## Provided material
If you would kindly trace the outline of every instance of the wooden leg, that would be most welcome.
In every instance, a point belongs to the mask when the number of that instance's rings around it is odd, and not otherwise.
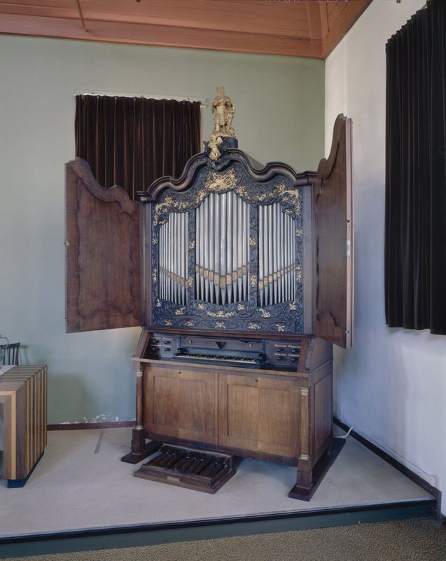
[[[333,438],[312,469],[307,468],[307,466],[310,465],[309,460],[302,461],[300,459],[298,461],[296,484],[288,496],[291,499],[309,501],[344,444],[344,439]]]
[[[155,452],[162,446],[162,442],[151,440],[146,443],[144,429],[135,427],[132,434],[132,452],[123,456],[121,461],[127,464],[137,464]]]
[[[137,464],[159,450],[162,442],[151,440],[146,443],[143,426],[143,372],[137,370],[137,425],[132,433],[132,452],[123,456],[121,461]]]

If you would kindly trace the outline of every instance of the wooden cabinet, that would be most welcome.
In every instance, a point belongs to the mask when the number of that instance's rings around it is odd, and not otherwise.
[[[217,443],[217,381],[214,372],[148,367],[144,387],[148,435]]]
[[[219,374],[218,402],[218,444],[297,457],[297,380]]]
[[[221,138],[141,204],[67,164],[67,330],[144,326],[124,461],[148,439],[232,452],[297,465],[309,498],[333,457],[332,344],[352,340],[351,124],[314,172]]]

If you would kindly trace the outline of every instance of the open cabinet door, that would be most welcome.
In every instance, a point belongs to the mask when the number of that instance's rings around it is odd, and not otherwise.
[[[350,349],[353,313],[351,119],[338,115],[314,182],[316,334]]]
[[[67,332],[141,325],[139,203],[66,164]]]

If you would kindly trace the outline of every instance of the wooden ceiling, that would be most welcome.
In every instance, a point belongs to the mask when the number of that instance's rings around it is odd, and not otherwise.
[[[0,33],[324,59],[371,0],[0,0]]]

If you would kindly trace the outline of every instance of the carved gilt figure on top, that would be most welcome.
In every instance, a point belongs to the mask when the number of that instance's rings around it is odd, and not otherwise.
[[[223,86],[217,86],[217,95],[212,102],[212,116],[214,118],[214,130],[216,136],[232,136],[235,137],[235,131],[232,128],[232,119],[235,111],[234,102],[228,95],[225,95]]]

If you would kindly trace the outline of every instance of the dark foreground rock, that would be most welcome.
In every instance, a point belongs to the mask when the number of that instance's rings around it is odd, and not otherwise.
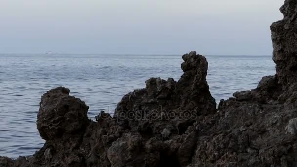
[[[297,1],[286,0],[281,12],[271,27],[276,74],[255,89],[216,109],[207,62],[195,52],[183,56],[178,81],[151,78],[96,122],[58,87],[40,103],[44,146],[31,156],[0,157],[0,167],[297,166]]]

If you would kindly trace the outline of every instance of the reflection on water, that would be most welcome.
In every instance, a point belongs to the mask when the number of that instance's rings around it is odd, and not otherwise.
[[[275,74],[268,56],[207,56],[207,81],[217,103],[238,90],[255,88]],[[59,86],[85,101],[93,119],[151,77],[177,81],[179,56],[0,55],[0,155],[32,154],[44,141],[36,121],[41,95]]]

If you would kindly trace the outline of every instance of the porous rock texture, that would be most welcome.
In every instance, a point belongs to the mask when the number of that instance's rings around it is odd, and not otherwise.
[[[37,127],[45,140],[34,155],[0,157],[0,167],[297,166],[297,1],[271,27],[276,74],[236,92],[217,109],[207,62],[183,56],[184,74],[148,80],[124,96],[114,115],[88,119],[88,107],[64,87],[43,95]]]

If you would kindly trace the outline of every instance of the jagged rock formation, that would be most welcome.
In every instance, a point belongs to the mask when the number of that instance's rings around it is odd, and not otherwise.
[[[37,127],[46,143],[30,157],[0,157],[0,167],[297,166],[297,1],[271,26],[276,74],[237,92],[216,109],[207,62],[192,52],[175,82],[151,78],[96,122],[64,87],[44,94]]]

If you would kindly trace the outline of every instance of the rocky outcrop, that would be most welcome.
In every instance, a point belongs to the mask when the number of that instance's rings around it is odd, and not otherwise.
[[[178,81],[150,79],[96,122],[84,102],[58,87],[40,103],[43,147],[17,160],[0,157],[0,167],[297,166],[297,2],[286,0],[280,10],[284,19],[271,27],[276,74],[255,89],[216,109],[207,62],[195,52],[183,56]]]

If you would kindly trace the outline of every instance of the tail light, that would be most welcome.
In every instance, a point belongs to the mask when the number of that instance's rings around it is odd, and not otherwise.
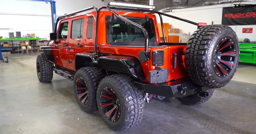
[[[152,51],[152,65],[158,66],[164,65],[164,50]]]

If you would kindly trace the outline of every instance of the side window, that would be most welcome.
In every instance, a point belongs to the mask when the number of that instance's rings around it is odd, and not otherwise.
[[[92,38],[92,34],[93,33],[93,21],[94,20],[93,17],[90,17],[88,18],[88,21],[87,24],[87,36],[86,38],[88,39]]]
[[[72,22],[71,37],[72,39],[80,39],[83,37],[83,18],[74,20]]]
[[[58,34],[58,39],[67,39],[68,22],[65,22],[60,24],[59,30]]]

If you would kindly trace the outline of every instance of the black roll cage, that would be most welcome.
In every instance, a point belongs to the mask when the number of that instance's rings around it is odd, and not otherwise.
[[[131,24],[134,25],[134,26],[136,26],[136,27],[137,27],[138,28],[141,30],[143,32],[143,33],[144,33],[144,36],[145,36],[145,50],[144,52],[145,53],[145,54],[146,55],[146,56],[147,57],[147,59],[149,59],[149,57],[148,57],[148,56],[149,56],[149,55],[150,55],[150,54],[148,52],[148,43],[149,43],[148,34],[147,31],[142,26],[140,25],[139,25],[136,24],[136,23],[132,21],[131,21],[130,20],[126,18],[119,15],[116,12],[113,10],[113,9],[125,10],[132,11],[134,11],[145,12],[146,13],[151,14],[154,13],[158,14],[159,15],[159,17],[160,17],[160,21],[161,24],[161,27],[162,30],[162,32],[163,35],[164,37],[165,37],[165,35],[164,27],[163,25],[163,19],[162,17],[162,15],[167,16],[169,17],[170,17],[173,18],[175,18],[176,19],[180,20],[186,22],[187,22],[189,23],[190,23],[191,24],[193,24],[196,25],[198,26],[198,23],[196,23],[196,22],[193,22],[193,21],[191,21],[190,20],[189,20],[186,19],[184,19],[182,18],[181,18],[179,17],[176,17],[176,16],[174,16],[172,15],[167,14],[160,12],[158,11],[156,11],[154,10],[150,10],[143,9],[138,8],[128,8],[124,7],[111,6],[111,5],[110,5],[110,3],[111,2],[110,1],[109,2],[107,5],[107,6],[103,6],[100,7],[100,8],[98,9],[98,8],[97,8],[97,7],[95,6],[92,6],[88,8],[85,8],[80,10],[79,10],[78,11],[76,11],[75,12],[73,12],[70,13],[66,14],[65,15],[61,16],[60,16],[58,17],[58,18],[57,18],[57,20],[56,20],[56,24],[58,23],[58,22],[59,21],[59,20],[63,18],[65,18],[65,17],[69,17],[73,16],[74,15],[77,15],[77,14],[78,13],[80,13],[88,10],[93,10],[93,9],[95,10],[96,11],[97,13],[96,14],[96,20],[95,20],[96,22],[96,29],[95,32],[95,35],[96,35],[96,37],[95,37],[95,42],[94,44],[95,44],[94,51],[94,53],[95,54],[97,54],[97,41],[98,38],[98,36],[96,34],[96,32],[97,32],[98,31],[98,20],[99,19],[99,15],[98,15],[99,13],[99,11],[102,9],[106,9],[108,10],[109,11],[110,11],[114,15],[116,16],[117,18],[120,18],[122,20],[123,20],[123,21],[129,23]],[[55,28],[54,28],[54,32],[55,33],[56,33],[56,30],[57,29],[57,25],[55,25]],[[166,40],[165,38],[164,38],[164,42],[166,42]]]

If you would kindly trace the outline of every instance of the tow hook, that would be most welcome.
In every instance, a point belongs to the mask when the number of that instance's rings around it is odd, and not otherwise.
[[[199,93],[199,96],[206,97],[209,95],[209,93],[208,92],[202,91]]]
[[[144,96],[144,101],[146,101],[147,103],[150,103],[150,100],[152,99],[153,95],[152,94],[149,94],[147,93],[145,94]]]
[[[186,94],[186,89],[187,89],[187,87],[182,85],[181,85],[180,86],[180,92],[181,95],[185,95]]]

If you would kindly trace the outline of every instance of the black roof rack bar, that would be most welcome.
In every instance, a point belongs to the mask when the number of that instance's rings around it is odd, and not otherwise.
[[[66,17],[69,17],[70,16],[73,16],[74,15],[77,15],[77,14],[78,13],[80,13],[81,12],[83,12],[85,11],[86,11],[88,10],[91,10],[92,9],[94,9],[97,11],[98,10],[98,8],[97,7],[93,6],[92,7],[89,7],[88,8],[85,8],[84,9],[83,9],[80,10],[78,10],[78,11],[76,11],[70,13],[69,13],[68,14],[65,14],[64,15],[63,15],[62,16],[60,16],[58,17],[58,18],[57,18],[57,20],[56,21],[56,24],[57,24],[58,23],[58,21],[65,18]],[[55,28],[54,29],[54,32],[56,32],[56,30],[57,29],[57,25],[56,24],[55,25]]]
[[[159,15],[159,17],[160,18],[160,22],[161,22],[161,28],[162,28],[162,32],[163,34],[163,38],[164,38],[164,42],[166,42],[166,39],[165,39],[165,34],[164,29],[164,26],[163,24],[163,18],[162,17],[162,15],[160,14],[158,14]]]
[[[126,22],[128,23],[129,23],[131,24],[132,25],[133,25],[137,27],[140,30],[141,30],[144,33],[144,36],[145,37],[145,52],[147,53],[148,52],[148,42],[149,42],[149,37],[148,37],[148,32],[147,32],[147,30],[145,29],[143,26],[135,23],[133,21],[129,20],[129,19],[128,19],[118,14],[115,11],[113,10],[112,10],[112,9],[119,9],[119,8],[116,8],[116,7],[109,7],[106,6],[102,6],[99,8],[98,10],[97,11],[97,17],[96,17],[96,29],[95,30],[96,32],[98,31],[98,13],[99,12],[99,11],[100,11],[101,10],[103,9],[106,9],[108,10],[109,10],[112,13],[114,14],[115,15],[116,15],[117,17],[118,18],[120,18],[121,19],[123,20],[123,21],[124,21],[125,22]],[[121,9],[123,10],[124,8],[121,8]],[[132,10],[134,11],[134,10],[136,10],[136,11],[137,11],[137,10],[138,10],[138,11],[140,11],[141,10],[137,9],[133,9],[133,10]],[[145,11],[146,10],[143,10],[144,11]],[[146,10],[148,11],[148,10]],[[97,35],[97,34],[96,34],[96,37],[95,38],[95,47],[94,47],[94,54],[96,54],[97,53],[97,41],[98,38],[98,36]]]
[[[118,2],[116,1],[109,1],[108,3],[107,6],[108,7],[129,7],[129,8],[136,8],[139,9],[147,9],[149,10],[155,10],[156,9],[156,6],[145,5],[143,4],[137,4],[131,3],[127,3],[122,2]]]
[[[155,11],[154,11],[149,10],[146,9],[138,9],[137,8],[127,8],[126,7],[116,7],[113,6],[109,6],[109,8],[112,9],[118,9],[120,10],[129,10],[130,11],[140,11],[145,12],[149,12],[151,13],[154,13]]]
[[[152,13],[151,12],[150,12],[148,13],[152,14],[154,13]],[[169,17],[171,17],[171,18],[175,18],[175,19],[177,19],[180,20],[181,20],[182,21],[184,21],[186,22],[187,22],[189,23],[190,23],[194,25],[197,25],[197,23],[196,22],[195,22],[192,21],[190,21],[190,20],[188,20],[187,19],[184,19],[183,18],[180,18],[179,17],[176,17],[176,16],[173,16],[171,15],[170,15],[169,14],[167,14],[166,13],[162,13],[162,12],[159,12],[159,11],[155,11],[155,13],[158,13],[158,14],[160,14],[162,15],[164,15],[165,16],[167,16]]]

---

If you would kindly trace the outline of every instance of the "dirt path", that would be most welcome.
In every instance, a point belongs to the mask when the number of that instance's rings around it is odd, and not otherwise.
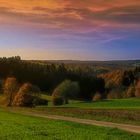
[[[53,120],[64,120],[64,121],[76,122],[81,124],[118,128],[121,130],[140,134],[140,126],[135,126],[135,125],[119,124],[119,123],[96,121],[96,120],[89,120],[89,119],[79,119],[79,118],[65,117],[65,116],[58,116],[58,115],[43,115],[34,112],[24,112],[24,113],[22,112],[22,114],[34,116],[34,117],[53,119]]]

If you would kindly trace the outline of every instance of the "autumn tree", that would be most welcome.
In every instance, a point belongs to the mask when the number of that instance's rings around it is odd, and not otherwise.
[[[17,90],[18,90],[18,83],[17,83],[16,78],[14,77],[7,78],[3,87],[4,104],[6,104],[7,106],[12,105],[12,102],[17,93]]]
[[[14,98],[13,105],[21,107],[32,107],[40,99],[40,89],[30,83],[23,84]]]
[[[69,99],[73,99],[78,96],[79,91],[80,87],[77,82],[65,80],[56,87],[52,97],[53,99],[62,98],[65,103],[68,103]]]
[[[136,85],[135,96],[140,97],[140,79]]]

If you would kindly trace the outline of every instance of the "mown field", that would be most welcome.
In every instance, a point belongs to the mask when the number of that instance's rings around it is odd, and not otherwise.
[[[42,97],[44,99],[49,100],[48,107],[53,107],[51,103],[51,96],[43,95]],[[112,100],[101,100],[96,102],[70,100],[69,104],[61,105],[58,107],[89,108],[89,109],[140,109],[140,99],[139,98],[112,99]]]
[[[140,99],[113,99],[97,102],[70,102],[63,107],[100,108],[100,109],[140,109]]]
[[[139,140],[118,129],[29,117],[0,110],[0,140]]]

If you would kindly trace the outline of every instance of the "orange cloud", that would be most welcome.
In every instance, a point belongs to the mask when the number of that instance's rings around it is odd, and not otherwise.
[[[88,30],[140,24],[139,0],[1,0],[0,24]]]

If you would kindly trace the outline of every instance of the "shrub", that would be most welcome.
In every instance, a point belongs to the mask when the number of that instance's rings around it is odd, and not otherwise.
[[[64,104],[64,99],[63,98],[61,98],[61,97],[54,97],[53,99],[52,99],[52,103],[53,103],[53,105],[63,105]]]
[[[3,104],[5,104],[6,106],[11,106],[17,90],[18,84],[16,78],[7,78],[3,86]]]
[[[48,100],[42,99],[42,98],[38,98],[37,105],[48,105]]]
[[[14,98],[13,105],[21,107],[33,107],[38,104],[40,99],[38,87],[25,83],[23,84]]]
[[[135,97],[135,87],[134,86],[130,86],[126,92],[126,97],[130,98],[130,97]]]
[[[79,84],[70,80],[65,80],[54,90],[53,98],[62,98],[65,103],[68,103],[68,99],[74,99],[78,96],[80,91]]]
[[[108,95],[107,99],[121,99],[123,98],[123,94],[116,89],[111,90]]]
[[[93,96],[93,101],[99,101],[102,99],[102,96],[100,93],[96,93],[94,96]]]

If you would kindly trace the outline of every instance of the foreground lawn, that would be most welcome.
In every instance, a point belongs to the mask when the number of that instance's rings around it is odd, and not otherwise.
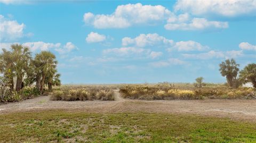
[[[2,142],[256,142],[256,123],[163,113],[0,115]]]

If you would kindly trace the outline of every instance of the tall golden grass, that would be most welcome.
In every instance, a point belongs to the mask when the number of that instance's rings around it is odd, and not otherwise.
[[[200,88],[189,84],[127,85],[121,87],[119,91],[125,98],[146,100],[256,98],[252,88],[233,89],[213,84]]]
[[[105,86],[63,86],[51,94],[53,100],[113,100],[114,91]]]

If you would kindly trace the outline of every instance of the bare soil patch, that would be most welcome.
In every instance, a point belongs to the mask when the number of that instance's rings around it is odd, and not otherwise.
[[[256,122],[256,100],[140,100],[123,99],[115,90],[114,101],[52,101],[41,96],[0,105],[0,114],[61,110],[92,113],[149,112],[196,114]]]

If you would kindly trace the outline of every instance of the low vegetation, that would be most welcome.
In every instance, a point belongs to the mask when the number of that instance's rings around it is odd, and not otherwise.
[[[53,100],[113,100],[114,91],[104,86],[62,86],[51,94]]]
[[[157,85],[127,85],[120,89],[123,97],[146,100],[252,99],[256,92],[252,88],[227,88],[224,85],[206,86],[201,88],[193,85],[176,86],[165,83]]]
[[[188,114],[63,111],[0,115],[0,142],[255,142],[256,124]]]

## Work to complete
Copy out the records verbatim, from the line containing "patch, that would be most welcome." through the line containing "[[[188,114],[63,111],[0,115],[0,142],[255,142],[256,124]]]", both ends included.

## Finished exercise
If you would kindly trace the outline of every instance of the bare soil patch, that would be most welcome.
In every instance, a point belongs to the mask when the number of that instance's rings around it is odd, and not otherwise.
[[[256,122],[256,100],[140,100],[123,99],[115,90],[114,101],[52,101],[41,96],[0,105],[0,114],[61,110],[92,113],[149,112],[196,114]]]

If you would kindly trace the outline of every instance of the low vegetation, that would be most welcome.
In every instance, a point belongs to the mask when the number of that instance's rings around it is odd, and not otherwise.
[[[53,100],[113,100],[114,91],[104,86],[62,86],[51,94]]]
[[[157,85],[127,85],[120,89],[123,97],[146,100],[252,99],[256,92],[252,88],[227,88],[224,85],[206,86],[201,88],[193,85],[176,86],[165,83]]]
[[[188,114],[63,111],[0,115],[0,142],[255,142],[256,124]]]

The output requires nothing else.